* **Task objective**
Please reproduce the portion of the flashback posts below between "My friend (and" and "nights in Berlin.", inclusive.

***** Passage shown

Flashback: Princess Aura, 2008

16 10 2010

In June 2008, I flew to Berlin from Chicago to live as Princess Aura from the 1980 Mike Hodges version of “Flash Gordon” for a two-week performance installation/character exploration/surreal-ass-experience called FICTIVE DAYS, curated by my dear friend Sergio (of Halloween 2008 fame). This photo was from a makeup test before I left.





Flashback: Skizum spooky, Oct ’09

13 10 2010

My friend (and photographer of my headshots/web site photos) Justin Harris and I collaborated on this shoot last October. We shot in the dark in Justin’s room at Skizum, using different colored flash gels.





Flashback: Bored in December ’08

9 10 2010

Sometimes when I have nothing else to do, or more likely when I’m procrastinating, I will start playing with my makeup. This was one of those nights in Berlin.

**********
***** Source data

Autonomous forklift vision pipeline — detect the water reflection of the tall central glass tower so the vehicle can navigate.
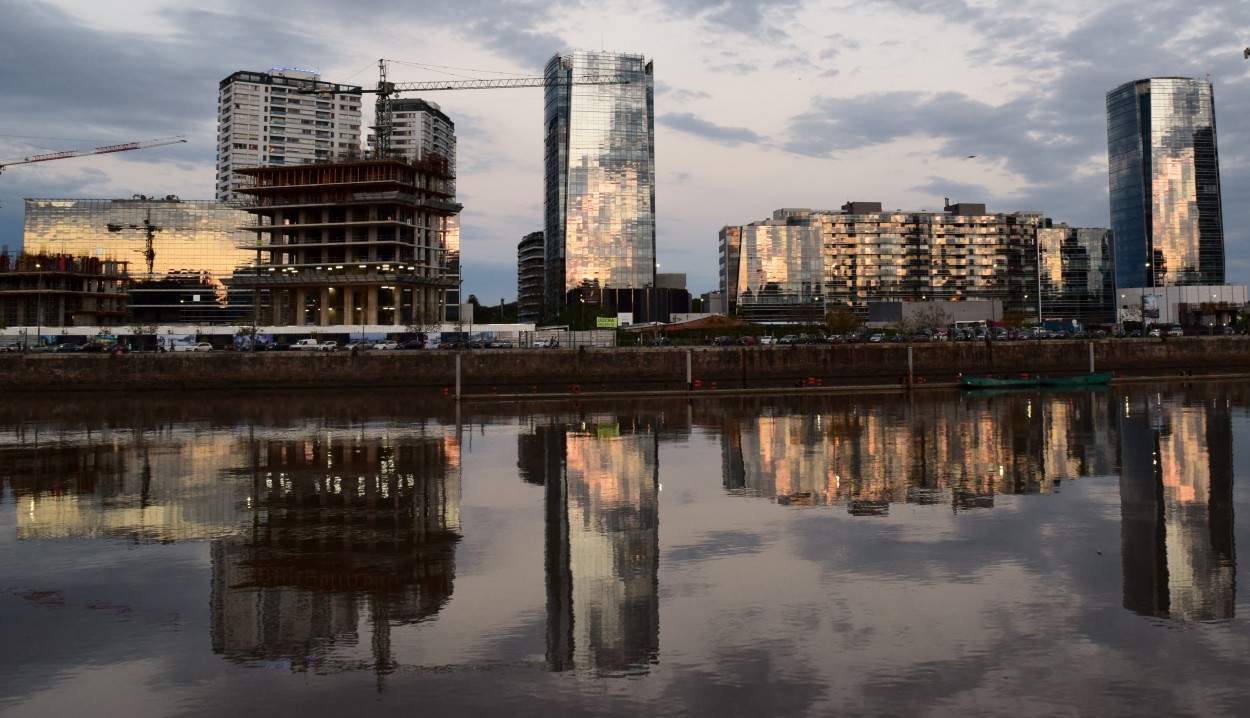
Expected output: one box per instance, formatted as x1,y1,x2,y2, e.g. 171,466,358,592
519,415,660,674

**********

* **Response to this task**
My friend (and photographer of my headshots/web site photos) Justin Harris and I collaborated on this shoot last October. We shot in the dark in Justin’s room at Skizum, using different colored flash gels.





Flashback: Bored in December ’08

9 10 2010

Sometimes when I have nothing else to do, or more likely when I’m procrastinating, I will start playing with my makeup. This was one of those nights in Berlin.